Do Conselho Indigenista Missionário 

 

Os missionários e missionárias do Cimi Sul, reunidos em sua 42ª Assembleia Regional, entre os dias 05 a 08 de abril de 2018, vêm manifestar sua inconformidade com a condução da política indigenista no Brasil, especialmente no tocante às estratégias do atual governo em impor, nos procedimentos administrativos de demarcação das terras, a tese do marco temporal da Constituição Federal de 1988, a qual impõe que os povos indígenas deveriam ter estado na posse da terra por eles reivindicada na data de 05 de outubro de 1988.

Somando-se a essa tese, vem uma outra denominada de renitente esbulho: nela se estabelece aos indígenas que, se não estivessem na posse da terra em 1988, deveriam, ao menos, disputá-las física ou juridicamente. O governo federal, com base nestas duas anomalias jurídicas, paralisou todas as demarcações e condicionou a administração pública a incorporá-las (através do Parecer 001/2017 da Advocacia Geral da União) em suas demandas e ações indigenistas.

O Cimi Sul, atento ao contexto indigenista, alerta para a gravidade dos problemas que advêm destas estratégias jurídico-políticas. Elas foram forjadas com o intuito de atender interesses de setores da economia que vislumbram a exploração indiscriminada das terras. Na cabeça do movimento anti-indígena do país, encontra-se a bancada ruralista que não mede esforços em afrontar os direitos indígenas e, ao mesmo tempo, perseguir e criminalizar aqueles que os defendem.

Nos estados da Região Sul do país é notória a ofensiva dos ruralistas sobre os meios de comunicação e junto aos poderes públicos para instigar e alimentar a violência aos indígenas. Propagam junto às populações – das áreas rurais e dos municípios – o ódio contra os povos indígenas.

Há localizações no estado do Paraná em que os indígenas não podem sequer andar pelas ruas ou irem ao comércio porque são hostilizados e discriminados. Causa muita preocupação o fato de autoridades públicas, que deveriam zelar pela segurança e bem estar de todos, estimularem a população a se manifestar permanentemente contra os indígenas, numa inequívoca demonstração de que os crimes de intolerância e do racismo são avalizados quando praticados contra os Guarani.

Tarefa curta A - Com base no texto sobre a política indigenista, diga se cada afirmação concorda com ele: (i) a assembleia regional ocorreu de 05 a 08 de abril de 2018; (ii) o governo federal deu continuidade às demarcações de terras; (iii) há localidades no Paraná em que os indígenas não podem ir ao comércio. Responda sim ou não e cite as palavras do texto que decidem cada caso.

Registros -
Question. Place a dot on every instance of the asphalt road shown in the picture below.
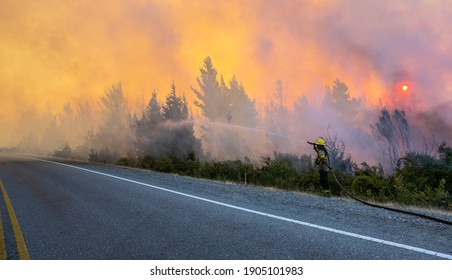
(84, 211)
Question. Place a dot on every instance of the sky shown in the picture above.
(57, 52)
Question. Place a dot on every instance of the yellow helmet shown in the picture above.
(320, 142)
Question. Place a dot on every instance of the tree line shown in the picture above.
(232, 141)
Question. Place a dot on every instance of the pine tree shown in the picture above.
(211, 99)
(242, 110)
(175, 108)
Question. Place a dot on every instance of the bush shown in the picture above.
(65, 152)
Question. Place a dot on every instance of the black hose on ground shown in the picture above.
(390, 208)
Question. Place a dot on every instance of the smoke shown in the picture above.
(56, 53)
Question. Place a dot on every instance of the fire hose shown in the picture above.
(389, 208)
(447, 222)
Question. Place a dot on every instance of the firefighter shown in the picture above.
(322, 162)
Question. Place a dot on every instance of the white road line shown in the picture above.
(351, 234)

Tarefa curta B - Extraia dos registros todas as linhas que contêm a sequência "hose".

Resposta final A -
(i) Sim: "entre os dias 05 a 08 de abril de 2018"
(ii) Não: "paralisou todas as demarcações"
(iii) Sim: "os indígenas não podem sequer andar pelas ruas ou irem ao comércio"

Resposta final B -
Question. Place a dot on every instance of the black hose on ground shown in the picture above.
Question. Place a dot on every instance of the fire hose shown in the picture above.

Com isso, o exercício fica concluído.